** start **

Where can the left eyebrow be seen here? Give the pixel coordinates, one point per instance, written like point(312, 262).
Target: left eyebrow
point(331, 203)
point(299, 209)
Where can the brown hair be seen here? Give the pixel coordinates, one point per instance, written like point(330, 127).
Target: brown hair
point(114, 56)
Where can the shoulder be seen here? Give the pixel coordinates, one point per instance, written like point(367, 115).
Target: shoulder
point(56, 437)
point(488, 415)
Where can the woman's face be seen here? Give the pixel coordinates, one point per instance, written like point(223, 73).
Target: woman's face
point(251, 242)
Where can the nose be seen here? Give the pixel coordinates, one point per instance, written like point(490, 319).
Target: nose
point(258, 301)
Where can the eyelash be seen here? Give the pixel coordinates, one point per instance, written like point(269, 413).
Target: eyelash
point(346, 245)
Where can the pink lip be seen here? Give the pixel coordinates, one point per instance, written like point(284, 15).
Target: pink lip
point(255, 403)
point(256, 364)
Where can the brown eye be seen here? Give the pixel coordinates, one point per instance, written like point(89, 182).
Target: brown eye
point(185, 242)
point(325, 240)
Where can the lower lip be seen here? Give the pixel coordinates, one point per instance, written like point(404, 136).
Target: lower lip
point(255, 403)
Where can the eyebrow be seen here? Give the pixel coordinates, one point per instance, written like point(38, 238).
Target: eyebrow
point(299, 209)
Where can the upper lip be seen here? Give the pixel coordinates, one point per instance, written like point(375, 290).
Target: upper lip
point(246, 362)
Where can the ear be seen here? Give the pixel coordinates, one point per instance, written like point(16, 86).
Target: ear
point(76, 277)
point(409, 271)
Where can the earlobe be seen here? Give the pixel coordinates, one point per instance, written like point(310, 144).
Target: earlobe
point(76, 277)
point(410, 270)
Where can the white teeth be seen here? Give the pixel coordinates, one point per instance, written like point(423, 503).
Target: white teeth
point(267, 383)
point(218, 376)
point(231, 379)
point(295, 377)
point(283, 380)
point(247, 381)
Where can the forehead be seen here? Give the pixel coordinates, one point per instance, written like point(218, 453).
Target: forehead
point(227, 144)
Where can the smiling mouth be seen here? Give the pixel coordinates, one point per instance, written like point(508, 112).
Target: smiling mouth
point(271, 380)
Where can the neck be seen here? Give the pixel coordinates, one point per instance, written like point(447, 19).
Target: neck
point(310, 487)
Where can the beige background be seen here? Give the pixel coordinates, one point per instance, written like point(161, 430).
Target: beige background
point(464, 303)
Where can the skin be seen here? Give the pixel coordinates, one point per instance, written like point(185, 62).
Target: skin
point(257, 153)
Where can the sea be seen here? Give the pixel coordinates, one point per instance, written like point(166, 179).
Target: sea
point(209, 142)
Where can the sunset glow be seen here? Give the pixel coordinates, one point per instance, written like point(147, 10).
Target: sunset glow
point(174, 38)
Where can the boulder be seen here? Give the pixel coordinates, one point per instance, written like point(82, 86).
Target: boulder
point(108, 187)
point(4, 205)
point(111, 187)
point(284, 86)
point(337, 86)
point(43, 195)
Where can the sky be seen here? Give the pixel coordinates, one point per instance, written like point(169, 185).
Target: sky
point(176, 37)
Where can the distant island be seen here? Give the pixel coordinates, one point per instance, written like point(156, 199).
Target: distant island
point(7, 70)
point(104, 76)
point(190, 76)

** end **

Aim :: Copy out the whole listing exactly.

Completed task ::
Where can the left eyebrow be seen here? Give the pixel coordinates, one point per instance, written like point(312, 262).
Target: left eyebrow
point(331, 203)
point(299, 209)
Where can the brown hair be seen here? Give the pixel coordinates, one point per instance, written like point(330, 127).
Target: brown hair
point(114, 56)
Where can the shoulder be seen here? Give the pixel coordinates, one point per instance, written like point(367, 115).
Target: shoulder
point(56, 437)
point(488, 415)
Where can the woman's face be seen here? Give the pixel coordinates, one point per instance, written like point(223, 73).
Target: woman's face
point(251, 242)
Where can the nose be seen here? Give the pixel coordinates, one point per instance, written like point(490, 319).
Target: nose
point(258, 301)
Where can the eyelash be seen here? Give the pixel coordinates, one point per instance, written like point(269, 413).
Target: eyelash
point(346, 245)
Where can the pink lip be seen here? Give the pixel coordinates, one point per instance, written like point(284, 15).
Target: pink lip
point(255, 403)
point(256, 364)
Where can the brown eye be seen here? Give the pixel coordinates, one point per instance, written like point(89, 182).
Target: brown eye
point(185, 242)
point(325, 240)
Where can the lower lip be seen here? Give the pixel coordinates, one point per instance, written like point(404, 136).
Target: lower lip
point(255, 403)
Where can the eyebrow be seen here? Give the pixel coordinates, one point per instance, written like point(38, 238).
Target: eyebrow
point(299, 209)
Where can the upper lip be seen here? Give the pixel coordinates, one point per instance, written like point(375, 290).
Target: upper lip
point(246, 362)
Where can the ear be seen here? Give the pixel coordinates, one point per instance, written like point(16, 86).
Target: ear
point(76, 277)
point(409, 271)
Where can the earlobe be seen here? Give the pixel coordinates, one point per instance, written like point(310, 144).
Target: earlobe
point(76, 277)
point(410, 270)
Where can the white teeth be seen here? Give the pixel coordinates, one point per instance, written like point(423, 503).
Target: white teeth
point(267, 383)
point(218, 376)
point(231, 379)
point(295, 377)
point(283, 380)
point(247, 381)
Where can the forehead be seen here? Give the pixel coordinates, one point per instance, written like point(218, 453).
Target: forehead
point(227, 144)
Where can the smiling mouth be seen here? Give the pixel coordinates, one point per instance, written like point(508, 112).
Target: smiling mouth
point(271, 380)
Where can the neck be seen here? Give the pixel coordinates, one point per instance, written like point(447, 19).
Target: neck
point(310, 487)
Where can the beige background be seen here? Give the pixel coordinates, one point per instance, written like point(161, 430).
Target: beige background
point(464, 303)
Where can the skin be seen here? Give the pixel coordinates, one point per instance, written like point(185, 62).
Target: skin
point(257, 153)
Where can the sea be seen here? Give the pixel coordinates, one point per instance, written like point(166, 179).
Target: sea
point(209, 142)
Where can the sunset glow be seen here? Give the pixel coordinates, one point per instance, written like point(147, 10).
Target: sunset glow
point(174, 38)
Where can the boulder be seen here? Give the pixel coordinates, one point per instance, written like point(82, 86).
Target: boulder
point(108, 187)
point(4, 205)
point(111, 187)
point(284, 86)
point(337, 86)
point(43, 195)
Where can the sky be seen here? Give the pixel coordinates, one point per instance, written like point(169, 185).
Target: sky
point(176, 37)
Where can the distant island be seen here? Give the pixel coordinates, one point per instance, written like point(156, 199).
Target: distant island
point(7, 70)
point(104, 76)
point(190, 76)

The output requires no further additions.